Instructions for the task:
Copy out everything from the line containing "[pin] distant car" down to the end of the records, requests included, and shift each answer pin coordinate by adding -85 to it. Leave the numbers in the requests and their layout samples unchanged.

Materials provided:
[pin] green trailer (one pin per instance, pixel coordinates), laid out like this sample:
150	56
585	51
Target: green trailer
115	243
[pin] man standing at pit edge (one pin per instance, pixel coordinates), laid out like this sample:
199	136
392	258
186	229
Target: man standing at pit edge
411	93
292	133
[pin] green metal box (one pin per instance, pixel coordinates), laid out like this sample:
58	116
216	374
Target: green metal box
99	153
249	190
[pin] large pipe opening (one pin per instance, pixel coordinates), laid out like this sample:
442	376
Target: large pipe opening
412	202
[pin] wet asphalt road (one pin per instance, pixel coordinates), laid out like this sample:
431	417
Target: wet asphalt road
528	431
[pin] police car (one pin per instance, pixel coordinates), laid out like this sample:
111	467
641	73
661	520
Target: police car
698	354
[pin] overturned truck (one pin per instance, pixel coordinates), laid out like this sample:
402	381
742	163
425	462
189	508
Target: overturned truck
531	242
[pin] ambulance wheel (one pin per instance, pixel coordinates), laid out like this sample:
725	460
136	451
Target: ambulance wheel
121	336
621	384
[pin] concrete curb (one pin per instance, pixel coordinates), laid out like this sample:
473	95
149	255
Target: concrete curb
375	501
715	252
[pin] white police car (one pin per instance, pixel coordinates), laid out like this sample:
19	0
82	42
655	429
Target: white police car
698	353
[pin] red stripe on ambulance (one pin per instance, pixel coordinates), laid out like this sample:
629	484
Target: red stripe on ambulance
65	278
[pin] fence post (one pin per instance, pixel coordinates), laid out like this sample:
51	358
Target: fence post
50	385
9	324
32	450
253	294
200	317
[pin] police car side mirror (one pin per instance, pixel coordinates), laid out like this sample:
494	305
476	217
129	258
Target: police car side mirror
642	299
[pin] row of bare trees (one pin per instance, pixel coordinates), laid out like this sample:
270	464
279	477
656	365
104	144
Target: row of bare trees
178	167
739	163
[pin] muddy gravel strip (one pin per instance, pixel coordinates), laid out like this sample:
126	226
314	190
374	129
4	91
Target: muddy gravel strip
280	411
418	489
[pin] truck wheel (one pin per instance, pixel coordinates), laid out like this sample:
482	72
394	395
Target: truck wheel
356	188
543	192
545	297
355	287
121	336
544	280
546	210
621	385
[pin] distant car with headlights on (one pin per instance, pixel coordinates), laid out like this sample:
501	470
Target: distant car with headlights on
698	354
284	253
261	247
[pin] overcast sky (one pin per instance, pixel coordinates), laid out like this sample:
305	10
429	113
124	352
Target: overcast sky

The reply:
[pin] distant car with headlights on (one pin per instance, pixel coordinates), laid out like this sample:
501	470
Target: distant car with headlights on
613	269
199	168
176	162
[pin] overcast sky (one pin per instance, pixel coordinates), laid out like this sample:
305	10
429	113
124	352
Target: overcast sky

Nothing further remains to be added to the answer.